* _Work to complete_: Copy out the lines below word for word, starting at the line containing "is: playground structure" and ending at the line containing "[0,1,800,267]", with both of those lines included.
+ + + + + + +
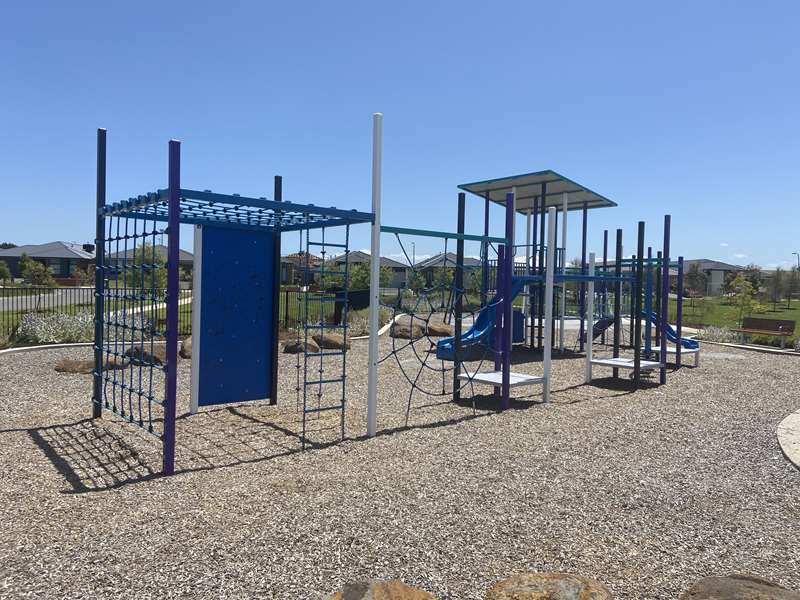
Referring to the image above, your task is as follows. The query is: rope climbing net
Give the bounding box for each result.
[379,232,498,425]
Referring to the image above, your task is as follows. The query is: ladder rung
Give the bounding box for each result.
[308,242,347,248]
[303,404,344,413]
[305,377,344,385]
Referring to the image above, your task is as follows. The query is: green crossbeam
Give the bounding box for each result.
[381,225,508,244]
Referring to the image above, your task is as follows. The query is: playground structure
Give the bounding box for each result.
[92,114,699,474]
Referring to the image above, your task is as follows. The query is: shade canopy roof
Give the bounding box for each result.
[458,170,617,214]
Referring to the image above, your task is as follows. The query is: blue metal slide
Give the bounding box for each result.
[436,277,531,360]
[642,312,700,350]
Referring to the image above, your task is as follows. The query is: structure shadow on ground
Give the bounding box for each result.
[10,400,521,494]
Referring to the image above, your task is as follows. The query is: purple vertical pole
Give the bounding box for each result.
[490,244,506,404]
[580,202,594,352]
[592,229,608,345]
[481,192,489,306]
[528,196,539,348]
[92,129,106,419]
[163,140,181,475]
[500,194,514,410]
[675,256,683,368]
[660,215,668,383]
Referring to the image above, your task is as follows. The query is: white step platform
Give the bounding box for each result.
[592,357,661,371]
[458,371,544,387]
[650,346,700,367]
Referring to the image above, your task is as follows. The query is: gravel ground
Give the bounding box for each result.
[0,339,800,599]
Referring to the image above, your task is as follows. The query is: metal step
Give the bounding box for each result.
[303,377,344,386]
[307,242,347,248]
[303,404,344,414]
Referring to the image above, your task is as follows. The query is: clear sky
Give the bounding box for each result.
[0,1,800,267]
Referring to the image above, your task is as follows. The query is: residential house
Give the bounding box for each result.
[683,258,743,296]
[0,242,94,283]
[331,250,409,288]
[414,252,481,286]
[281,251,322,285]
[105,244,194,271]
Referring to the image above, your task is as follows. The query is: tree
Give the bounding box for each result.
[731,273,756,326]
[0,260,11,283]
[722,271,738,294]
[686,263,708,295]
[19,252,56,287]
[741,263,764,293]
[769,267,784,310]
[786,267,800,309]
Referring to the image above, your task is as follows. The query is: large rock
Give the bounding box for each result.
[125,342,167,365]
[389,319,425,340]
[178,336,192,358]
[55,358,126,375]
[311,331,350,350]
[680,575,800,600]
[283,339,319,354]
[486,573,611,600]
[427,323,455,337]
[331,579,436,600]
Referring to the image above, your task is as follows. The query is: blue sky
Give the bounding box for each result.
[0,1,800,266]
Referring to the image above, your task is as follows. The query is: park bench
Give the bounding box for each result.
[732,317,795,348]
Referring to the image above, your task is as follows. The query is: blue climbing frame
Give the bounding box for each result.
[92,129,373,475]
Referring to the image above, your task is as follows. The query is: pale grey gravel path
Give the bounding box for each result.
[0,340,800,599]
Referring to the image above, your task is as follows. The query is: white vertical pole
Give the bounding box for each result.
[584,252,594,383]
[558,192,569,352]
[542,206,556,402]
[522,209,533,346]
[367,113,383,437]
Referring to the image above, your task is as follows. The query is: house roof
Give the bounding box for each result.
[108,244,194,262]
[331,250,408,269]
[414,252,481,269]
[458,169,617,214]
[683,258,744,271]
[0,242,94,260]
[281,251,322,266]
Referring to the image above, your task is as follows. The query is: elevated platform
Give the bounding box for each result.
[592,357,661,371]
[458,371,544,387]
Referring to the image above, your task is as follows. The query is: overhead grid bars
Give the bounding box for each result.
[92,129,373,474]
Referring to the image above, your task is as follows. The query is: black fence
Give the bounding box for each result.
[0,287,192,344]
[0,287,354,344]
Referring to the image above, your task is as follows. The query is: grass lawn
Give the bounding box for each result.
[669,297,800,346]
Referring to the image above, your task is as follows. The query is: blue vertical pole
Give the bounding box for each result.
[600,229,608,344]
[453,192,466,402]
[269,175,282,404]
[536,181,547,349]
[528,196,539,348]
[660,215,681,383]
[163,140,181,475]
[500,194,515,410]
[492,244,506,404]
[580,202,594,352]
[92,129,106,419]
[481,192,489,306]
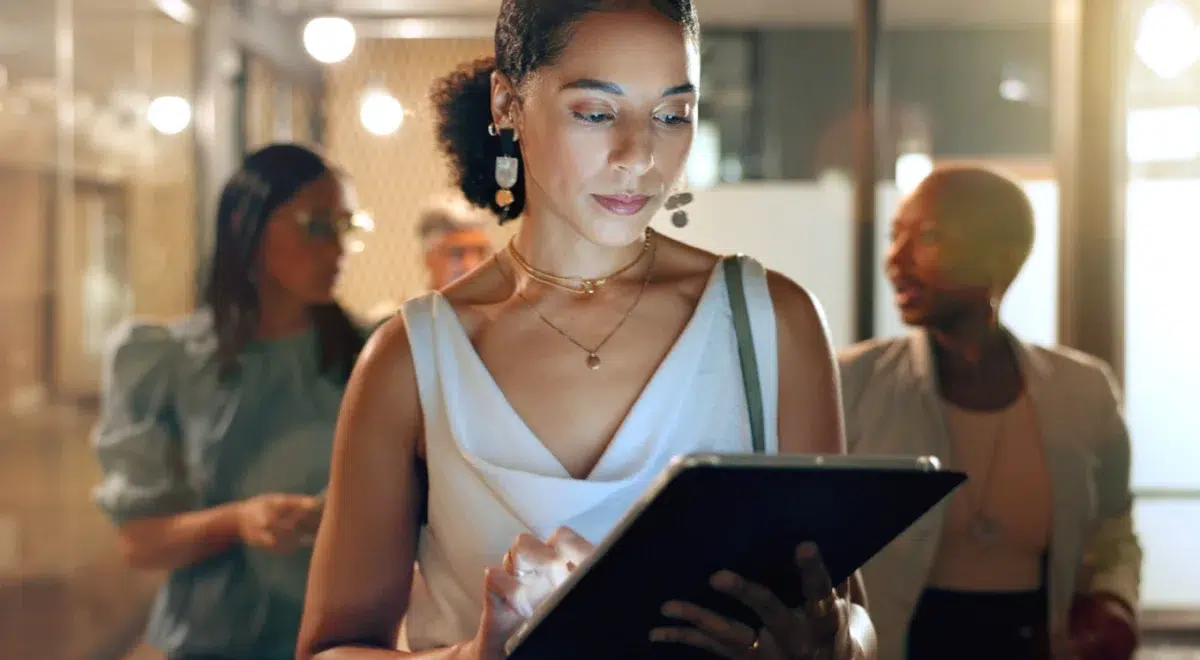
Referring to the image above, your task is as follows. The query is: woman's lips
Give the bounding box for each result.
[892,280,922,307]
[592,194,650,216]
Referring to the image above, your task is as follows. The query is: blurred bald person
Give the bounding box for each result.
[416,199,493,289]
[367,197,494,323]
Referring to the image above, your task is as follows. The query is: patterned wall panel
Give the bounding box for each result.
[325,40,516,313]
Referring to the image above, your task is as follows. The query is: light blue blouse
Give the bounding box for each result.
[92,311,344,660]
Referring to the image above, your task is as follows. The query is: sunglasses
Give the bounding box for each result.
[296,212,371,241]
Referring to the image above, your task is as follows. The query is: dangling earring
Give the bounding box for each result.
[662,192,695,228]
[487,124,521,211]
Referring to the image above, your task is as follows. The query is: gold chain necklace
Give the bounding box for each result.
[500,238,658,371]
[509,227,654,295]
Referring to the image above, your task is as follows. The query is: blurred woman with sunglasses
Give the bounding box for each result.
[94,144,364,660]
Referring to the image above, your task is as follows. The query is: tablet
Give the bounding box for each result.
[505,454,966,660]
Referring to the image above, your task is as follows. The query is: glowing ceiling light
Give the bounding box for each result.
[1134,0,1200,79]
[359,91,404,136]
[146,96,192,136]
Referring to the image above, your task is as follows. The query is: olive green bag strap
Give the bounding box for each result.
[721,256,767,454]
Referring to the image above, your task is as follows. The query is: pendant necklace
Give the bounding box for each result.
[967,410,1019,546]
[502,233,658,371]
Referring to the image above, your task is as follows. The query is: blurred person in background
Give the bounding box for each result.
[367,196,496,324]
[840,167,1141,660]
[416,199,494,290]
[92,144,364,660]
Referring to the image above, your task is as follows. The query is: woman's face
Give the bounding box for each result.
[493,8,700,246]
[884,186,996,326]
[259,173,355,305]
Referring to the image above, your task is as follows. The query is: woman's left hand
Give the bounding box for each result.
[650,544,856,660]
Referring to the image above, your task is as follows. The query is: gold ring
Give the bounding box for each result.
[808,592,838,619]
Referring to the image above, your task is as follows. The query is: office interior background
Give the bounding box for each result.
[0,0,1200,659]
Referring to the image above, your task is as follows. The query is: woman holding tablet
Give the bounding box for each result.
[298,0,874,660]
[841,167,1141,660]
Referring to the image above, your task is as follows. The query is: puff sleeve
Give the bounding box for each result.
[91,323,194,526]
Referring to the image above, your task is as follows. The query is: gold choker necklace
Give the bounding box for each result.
+ + + + + + +
* _Exercise answer_:
Referring to the image above, your task is as follows. The query is: playground structure
Give the bounding box for each result.
[92,114,699,474]
Referring to the image above, your task is as follows. The query is: shade canopy roof
Give the bounding box for each result.
[458,170,617,214]
Referring to the image above, your task is as follows. The query is: blue metal slide
Give the bounding box for each result.
[436,277,531,360]
[642,312,700,350]
Referring to the image above, your task is as follows. The query is: structure shadow on ground
Give the bounding box for each result.
[10,400,521,494]
Referring to the image above, your task is as follows. The query is: purple vertical pole
Give the bounding box for each result.
[490,244,506,404]
[580,202,594,352]
[592,229,608,345]
[481,192,489,306]
[528,196,539,348]
[92,129,106,419]
[163,140,181,475]
[500,194,514,410]
[675,256,683,368]
[660,215,668,383]
Referring to the image above, your task is as follows. The query is: white step platform
Give the bounding box for each result.
[592,357,661,371]
[458,371,544,387]
[650,346,700,367]
Referring to the image above, your task is as follows. The query is: gravel ground
Give the bounding box for each result.
[0,339,800,599]
Referring to the image above, your task is as follows. The query is: metal step
Give the bounding box for each result.
[303,377,344,386]
[307,242,347,248]
[303,404,344,414]
Referring to the image above, your task is as follows. The query is: clear sky
Give the bounding box for each result.
[0,1,800,267]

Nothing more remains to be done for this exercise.